[begin GIVEN PASSAGE]

You are viewing a plain text version of this content. The canonical link for it is here.
Posted to commits@spark.apache.org by me...@apache.org on 2015/10/09 07:22:23 UTC

spark git commit: [SPARK-10875] [MLLIB] Computed covariance matrix should be symmetric

Repository: spark
Updated Branches:
  refs/heads/master 5410747a8 -> 5994cfe81


[SPARK-10875] [MLLIB] Computed covariance matrix should be symmetric

Compute upper triangular values of the covariance matrix, then copy to lower triangular values.

Author: Nick Pritchard <ni...@falkonry.com>

Closes #8940 from pnpritchard/SPARK-10875.


Project: http://git-wip-us.apache.org/repos/asf/spark/repo
Commit: http://git-wip-us.apache.org/repos/asf/spark/commit/5994cfe8
Tree: http://git-wip-us.apache.org/repos/asf/spark/tree/5994cfe8
Diff: http://git-wip-us.apache.org/repos/asf/spark/diff/5994cfe8

Branch: refs/heads/master
Commit: 5994cfe81271a39294aa29fd47aa94c99aa56743
Parents: 5410747
Author: Nick Pritchard <ni...@falkonry.com>
Authored: Thu Oct 8 22:22:20 2015 -0700
Committer: Xiangrui Meng <me...@databricks.com>
Committed: Thu Oct 8 22:22:20 2015 -0700

----------------------------------------------------------------------
 .../mllib/linalg/distributed/RowMatrix.scala      |  6 ++++--
 .../mllib/linalg/distributed/RowMatrixSuite.scala | 18 ++++++++++++++++++
 2 files changed, 22 insertions(+), 2 deletions(-)
----------------------------------------------------------------------


http://git-wip-us.apache.org/repos/asf/spark/blob/5994cfe8/mllib/src/main/scala/org/apache/spark/mllib/linalg/distributed/RowMatrix.scala
----------------------------------------------------------------------
diff --git a/mllib/src/main/scala/org/apache/spark/mllib/linalg/distributed/RowMatrix.scala b/mllib/src/main/scala/org/apache/spark/mllib/linalg/distributed/RowMatrix.scala
index 7c7d900..b8a7adc 100644
--- a/mllib/src/main/scala/org/apache/spark/mllib/linalg/distributed/RowMatrix.scala
+++ b/mllib/src/main/scala/org/apache/spark/mllib/linalg/distributed/RowMatrix.scala
@@ -357,9 +357,11 @@ class RowMatrix @Since("1.0.0") (
     var alpha = 0.0
     while (i < n) {
       alpha = m / m1 * mean(i)
-      j = 0
+      j = i
       while (j < n) {
-        G(i, j) = G(i, j) / m1 - alpha * mean(j)
+        val Gij = G(i, j) / m1 - alpha * mean(j)

[end GIVEN PASSAGE]
[begin DATASET CONTENT]

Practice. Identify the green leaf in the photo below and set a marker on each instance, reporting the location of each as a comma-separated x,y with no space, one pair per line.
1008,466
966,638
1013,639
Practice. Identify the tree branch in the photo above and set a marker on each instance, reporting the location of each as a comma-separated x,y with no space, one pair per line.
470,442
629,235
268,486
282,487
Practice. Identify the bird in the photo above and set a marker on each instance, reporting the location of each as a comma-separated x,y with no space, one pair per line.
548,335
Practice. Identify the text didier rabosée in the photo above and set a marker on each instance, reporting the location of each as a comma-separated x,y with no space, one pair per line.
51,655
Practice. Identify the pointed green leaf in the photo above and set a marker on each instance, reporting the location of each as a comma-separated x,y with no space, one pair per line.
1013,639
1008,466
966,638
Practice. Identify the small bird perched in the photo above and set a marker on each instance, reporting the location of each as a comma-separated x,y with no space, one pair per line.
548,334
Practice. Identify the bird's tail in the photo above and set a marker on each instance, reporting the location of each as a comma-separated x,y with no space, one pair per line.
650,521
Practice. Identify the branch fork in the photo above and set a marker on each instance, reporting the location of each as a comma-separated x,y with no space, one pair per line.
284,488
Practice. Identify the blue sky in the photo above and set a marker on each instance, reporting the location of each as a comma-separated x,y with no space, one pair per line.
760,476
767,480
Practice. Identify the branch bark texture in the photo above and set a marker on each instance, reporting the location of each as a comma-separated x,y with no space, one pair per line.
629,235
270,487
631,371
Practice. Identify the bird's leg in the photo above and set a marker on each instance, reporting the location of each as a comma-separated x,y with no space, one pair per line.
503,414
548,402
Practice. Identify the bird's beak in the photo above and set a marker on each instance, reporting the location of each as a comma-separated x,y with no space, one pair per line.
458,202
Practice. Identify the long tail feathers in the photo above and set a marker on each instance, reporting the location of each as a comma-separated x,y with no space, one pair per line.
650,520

[end DATASET CONTENT]

WHAT TO DO:
(1) Update the commit notice by putting "positive semidefinite" in place of "symmetric", and give its text between "spark git commit: [SPARK-10875]" and "lower triangular values.", inclusive.
(2) List the labels that the commit notice places before its web links to the project, commit, tree and diff.

FINAL ANSWERS:
(1)
spark git commit: [SPARK-10875] [MLLIB] Computed covariance matrix should be positive semidefinite

Repository: spark
Updated Branches:
  refs/heads/master 5410747a8 -> 5994cfe81


[SPARK-10875] [MLLIB] Computed covariance matrix should be positive semidefinite

Compute upper triangular values of the covariance matrix, then copy to lower triangular values.

(2) Project, Commit, Tree, Diff